> _INFORMATION GIVEN_:
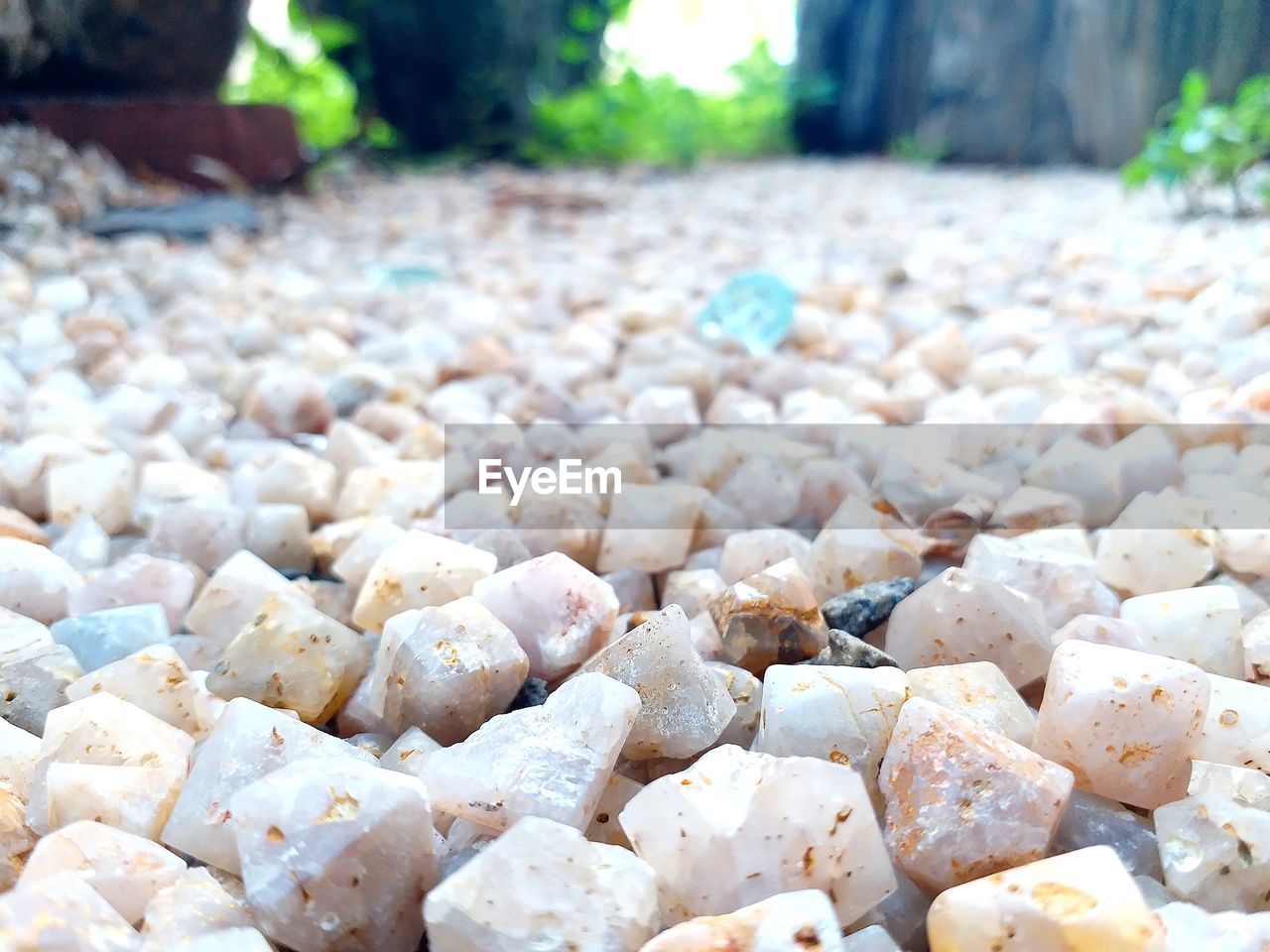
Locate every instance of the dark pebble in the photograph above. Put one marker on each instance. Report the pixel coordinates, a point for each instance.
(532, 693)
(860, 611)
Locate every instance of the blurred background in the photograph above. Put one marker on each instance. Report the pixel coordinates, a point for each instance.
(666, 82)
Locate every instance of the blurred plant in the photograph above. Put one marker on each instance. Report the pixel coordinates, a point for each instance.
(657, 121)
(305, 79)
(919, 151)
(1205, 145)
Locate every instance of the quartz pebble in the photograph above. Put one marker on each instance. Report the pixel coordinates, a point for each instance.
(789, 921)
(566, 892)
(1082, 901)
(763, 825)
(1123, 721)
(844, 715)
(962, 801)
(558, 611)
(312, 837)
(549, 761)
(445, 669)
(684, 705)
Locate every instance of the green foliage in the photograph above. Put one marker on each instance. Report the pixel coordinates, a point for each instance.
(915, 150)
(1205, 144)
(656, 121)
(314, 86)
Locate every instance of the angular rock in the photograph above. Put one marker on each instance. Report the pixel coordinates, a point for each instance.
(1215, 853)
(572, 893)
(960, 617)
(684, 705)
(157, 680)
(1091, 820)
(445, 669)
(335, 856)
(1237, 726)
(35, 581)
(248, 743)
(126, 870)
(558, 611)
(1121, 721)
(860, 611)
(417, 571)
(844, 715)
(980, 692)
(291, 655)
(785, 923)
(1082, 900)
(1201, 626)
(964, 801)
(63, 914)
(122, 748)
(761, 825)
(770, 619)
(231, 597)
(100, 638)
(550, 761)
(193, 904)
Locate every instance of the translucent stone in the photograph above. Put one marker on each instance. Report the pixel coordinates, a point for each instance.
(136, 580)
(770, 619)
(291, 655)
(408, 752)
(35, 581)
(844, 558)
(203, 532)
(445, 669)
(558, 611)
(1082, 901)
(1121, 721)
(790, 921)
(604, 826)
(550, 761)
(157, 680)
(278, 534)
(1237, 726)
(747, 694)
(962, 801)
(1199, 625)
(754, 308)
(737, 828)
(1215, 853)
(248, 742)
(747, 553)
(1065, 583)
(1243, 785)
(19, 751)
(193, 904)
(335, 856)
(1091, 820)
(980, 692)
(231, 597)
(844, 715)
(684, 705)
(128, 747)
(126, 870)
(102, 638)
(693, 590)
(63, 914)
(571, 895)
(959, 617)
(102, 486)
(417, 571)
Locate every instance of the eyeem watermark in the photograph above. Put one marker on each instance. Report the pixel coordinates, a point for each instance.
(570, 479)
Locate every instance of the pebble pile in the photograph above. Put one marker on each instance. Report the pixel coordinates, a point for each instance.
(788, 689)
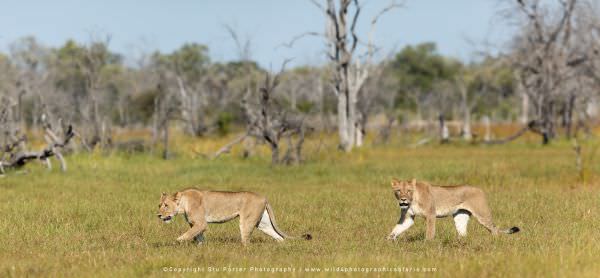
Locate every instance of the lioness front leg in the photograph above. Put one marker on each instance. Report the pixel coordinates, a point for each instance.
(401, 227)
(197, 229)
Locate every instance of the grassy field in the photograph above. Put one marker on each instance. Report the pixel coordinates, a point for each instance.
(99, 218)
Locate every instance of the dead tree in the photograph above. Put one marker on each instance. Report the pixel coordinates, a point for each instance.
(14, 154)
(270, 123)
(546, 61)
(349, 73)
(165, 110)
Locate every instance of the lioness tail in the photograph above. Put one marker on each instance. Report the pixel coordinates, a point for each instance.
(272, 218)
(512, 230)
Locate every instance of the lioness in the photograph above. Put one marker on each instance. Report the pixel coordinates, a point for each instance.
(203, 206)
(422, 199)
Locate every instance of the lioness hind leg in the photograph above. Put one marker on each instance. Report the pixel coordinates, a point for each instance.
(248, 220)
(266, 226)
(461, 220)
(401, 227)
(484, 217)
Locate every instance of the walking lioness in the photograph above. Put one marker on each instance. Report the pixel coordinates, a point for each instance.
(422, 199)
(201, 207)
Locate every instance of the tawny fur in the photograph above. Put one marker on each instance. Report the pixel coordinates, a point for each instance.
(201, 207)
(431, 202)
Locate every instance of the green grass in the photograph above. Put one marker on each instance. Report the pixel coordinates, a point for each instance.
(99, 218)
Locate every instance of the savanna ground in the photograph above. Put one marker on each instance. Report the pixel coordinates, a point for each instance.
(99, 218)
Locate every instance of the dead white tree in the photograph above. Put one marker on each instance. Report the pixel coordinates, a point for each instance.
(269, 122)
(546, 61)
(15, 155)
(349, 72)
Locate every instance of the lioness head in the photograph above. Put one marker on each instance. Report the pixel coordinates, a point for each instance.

---

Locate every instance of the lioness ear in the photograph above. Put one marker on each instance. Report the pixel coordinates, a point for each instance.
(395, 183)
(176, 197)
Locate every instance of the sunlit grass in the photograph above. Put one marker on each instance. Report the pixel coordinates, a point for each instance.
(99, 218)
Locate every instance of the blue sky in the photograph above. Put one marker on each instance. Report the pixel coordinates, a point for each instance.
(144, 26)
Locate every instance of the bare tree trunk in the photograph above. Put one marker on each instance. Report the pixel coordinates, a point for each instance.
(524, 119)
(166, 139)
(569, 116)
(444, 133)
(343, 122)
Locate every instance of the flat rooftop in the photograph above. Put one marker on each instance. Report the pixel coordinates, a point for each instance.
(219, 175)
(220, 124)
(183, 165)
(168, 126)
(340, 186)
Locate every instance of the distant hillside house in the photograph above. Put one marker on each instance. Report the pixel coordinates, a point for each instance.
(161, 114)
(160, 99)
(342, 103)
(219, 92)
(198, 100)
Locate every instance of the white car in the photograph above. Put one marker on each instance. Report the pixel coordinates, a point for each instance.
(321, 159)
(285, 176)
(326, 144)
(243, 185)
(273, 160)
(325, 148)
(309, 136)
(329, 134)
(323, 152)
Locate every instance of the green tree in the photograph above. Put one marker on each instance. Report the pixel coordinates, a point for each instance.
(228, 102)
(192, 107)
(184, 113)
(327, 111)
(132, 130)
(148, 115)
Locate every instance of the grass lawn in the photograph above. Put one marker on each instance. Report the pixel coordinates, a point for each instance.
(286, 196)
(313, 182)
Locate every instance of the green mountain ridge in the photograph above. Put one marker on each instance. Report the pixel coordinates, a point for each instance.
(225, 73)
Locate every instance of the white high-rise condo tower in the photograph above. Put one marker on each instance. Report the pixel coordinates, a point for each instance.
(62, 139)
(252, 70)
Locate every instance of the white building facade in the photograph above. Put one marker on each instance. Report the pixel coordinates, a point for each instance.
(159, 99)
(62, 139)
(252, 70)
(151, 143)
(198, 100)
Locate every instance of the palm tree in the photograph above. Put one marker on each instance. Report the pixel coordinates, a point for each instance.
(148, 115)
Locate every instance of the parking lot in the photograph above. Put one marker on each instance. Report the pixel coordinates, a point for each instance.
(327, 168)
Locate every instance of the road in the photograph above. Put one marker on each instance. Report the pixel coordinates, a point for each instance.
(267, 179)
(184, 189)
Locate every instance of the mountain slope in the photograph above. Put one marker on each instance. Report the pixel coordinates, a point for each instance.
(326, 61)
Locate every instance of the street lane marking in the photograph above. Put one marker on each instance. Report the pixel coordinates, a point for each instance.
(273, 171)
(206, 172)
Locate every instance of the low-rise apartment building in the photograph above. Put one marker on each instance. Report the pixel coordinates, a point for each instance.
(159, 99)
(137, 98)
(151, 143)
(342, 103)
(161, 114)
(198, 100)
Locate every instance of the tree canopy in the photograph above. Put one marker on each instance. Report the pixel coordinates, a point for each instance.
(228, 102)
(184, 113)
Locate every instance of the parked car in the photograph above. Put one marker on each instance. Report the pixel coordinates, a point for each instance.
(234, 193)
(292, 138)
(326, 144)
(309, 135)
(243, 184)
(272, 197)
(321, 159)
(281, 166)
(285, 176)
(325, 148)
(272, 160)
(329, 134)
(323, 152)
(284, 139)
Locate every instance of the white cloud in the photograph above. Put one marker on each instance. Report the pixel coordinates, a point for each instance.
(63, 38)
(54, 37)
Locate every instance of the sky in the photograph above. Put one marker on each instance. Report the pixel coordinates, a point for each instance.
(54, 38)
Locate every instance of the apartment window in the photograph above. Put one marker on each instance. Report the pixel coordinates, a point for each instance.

> _WHAT THE TASK REQUIRES_:
With the first line being the one containing "Locate every instance of the sky" and the last line the one containing "Locate every instance of the apartment", transcribe exactly the lines above that fall in that range.

> _YOUR SOLUTION_:
Locate every instance of the sky in the photograph above. Put one marker on each instance. Report the pixel coordinates, a point for each instance.
(54, 38)
Locate every instance of the apartment window in the photograph above. Put one marker on each instance. Report the pixel coordinates, a point for each instance.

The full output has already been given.